### Labeled-object pointing entries
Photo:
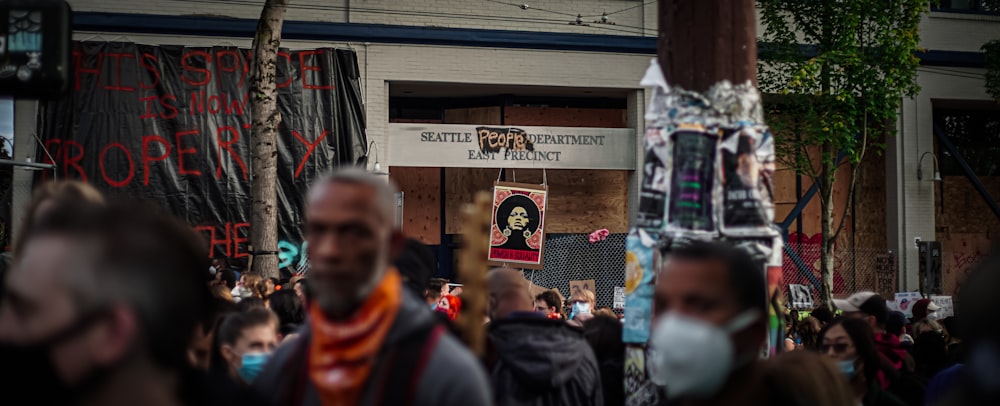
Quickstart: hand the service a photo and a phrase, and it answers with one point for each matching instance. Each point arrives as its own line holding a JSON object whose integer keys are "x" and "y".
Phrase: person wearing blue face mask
{"x": 244, "y": 343}
{"x": 582, "y": 305}
{"x": 851, "y": 343}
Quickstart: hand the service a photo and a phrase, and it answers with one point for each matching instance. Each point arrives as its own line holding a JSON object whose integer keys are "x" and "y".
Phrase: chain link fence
{"x": 572, "y": 257}
{"x": 854, "y": 270}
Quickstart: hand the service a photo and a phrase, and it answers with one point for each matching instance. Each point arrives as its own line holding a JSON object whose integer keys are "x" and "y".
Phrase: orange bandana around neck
{"x": 342, "y": 353}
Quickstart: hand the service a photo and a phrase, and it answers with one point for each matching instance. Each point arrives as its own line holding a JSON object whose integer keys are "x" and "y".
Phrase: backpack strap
{"x": 404, "y": 366}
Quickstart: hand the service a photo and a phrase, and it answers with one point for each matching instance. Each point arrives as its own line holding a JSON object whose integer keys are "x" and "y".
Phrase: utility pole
{"x": 703, "y": 42}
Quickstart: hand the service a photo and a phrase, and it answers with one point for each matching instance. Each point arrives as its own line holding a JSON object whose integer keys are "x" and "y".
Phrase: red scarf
{"x": 342, "y": 354}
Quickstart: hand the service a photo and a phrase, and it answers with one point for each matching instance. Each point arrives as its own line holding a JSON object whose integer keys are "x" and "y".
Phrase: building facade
{"x": 572, "y": 67}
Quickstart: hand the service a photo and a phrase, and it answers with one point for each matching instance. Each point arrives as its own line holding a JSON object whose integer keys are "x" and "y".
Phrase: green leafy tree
{"x": 992, "y": 51}
{"x": 840, "y": 69}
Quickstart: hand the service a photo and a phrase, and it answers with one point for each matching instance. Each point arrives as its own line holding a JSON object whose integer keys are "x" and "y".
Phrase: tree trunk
{"x": 827, "y": 178}
{"x": 264, "y": 138}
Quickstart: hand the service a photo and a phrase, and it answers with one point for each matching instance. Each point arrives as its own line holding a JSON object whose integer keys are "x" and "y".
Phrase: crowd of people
{"x": 118, "y": 303}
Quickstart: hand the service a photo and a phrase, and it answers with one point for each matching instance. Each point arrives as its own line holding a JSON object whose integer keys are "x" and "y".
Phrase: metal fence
{"x": 572, "y": 257}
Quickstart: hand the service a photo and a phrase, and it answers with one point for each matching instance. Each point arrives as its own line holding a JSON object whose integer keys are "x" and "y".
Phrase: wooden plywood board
{"x": 460, "y": 186}
{"x": 421, "y": 189}
{"x": 581, "y": 201}
{"x": 812, "y": 214}
{"x": 565, "y": 117}
{"x": 870, "y": 203}
{"x": 960, "y": 207}
{"x": 473, "y": 115}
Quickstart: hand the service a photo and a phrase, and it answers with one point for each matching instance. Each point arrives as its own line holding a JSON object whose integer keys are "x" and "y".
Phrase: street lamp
{"x": 920, "y": 170}
{"x": 377, "y": 167}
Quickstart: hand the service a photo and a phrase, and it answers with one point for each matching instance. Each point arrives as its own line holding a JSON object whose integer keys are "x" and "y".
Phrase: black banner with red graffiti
{"x": 172, "y": 124}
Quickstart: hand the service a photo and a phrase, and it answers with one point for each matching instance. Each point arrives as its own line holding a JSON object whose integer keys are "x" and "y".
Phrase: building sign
{"x": 518, "y": 231}
{"x": 484, "y": 146}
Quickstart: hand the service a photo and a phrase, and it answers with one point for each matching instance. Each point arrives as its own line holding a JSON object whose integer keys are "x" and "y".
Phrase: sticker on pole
{"x": 801, "y": 296}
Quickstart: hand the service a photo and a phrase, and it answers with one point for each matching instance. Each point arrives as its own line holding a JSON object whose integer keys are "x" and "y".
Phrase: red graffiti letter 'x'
{"x": 309, "y": 149}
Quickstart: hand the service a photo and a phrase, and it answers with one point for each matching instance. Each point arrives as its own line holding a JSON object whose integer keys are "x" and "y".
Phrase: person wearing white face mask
{"x": 709, "y": 326}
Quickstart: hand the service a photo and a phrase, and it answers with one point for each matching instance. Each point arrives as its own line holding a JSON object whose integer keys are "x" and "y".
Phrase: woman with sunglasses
{"x": 851, "y": 343}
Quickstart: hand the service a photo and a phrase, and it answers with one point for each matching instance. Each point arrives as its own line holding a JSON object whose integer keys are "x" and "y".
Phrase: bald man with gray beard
{"x": 535, "y": 360}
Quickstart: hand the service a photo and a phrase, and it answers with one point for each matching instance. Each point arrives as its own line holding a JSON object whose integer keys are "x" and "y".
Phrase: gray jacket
{"x": 451, "y": 376}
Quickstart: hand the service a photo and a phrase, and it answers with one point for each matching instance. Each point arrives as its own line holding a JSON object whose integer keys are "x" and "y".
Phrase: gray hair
{"x": 385, "y": 190}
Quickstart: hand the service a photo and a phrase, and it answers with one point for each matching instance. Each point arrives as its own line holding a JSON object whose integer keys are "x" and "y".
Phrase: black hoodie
{"x": 543, "y": 362}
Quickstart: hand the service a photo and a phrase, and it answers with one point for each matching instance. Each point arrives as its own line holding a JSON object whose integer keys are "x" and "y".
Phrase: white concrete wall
{"x": 550, "y": 15}
{"x": 958, "y": 32}
{"x": 910, "y": 202}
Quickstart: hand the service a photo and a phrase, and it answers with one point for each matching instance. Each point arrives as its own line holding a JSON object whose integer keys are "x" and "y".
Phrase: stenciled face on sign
{"x": 518, "y": 227}
{"x": 517, "y": 217}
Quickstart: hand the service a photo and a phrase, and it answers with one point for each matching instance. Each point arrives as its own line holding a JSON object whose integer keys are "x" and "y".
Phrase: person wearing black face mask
{"x": 98, "y": 308}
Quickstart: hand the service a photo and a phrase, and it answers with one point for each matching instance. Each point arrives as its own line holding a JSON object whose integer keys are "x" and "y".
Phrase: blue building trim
{"x": 398, "y": 34}
{"x": 377, "y": 33}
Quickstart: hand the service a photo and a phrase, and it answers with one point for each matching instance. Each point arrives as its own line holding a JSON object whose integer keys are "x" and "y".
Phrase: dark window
{"x": 975, "y": 132}
{"x": 969, "y": 6}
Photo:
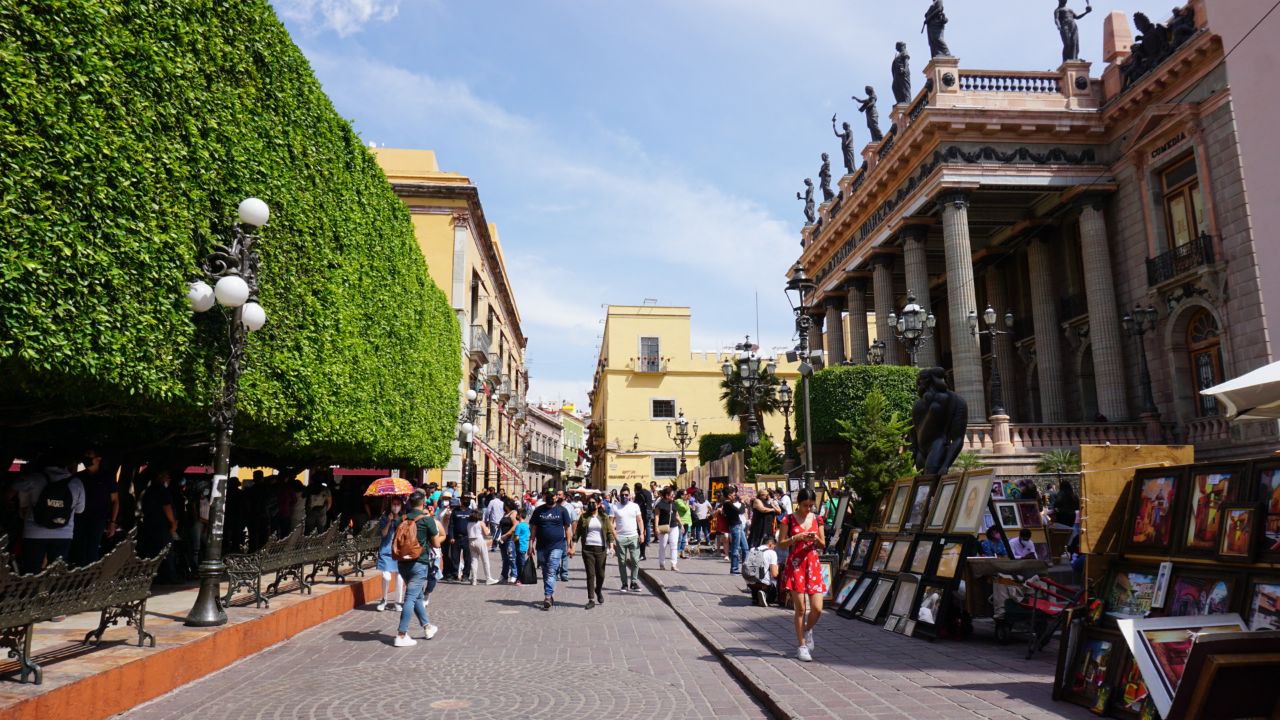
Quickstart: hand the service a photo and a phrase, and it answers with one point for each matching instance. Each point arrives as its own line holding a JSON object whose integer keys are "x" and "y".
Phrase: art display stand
{"x": 1179, "y": 554}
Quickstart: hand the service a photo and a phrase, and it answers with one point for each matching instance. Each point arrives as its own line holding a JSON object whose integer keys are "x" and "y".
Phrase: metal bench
{"x": 118, "y": 586}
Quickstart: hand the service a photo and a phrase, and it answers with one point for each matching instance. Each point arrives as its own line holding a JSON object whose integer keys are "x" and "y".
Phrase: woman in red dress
{"x": 803, "y": 533}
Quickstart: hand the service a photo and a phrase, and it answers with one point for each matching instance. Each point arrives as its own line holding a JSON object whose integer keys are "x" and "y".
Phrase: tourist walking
{"x": 551, "y": 538}
{"x": 597, "y": 533}
{"x": 629, "y": 528}
{"x": 803, "y": 534}
{"x": 668, "y": 531}
{"x": 415, "y": 554}
{"x": 387, "y": 565}
{"x": 478, "y": 536}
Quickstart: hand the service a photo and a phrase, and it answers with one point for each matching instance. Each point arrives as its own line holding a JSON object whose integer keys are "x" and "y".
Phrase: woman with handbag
{"x": 595, "y": 531}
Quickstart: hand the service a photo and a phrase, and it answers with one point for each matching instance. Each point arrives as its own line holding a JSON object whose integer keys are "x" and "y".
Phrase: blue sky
{"x": 634, "y": 150}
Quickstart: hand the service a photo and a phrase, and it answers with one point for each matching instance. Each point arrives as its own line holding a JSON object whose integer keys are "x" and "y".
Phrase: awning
{"x": 1252, "y": 396}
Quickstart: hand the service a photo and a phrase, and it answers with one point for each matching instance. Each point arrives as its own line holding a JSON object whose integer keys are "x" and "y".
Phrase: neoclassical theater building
{"x": 1066, "y": 199}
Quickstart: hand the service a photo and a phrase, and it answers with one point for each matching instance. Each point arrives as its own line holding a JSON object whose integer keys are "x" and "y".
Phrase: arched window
{"x": 1205, "y": 347}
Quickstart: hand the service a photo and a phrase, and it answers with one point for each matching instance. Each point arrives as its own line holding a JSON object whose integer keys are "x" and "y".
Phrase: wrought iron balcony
{"x": 1180, "y": 260}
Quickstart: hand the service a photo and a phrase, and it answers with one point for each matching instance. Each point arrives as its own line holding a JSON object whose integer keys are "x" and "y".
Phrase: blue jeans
{"x": 419, "y": 579}
{"x": 736, "y": 547}
{"x": 549, "y": 560}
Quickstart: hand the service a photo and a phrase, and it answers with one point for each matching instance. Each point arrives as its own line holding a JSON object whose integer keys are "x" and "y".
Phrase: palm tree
{"x": 734, "y": 396}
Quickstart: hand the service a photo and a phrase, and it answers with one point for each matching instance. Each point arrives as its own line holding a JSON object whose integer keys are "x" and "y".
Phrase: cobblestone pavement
{"x": 497, "y": 656}
{"x": 860, "y": 670}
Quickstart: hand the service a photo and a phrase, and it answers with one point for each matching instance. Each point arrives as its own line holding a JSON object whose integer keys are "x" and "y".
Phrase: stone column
{"x": 835, "y": 340}
{"x": 1048, "y": 342}
{"x": 882, "y": 287}
{"x": 858, "y": 338}
{"x": 1105, "y": 341}
{"x": 918, "y": 283}
{"x": 961, "y": 297}
{"x": 1004, "y": 343}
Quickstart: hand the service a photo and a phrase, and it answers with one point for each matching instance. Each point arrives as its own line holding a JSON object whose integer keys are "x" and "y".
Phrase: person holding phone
{"x": 804, "y": 536}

### EXERCISE DIRECTIONS
Find every line in the listing that contains the word "woman" and copy each of those lines in full.

### TASK SOLUTION
Phrase: woman with sunglasses
Phrase: woman in red dress
Phrase: woman with handbag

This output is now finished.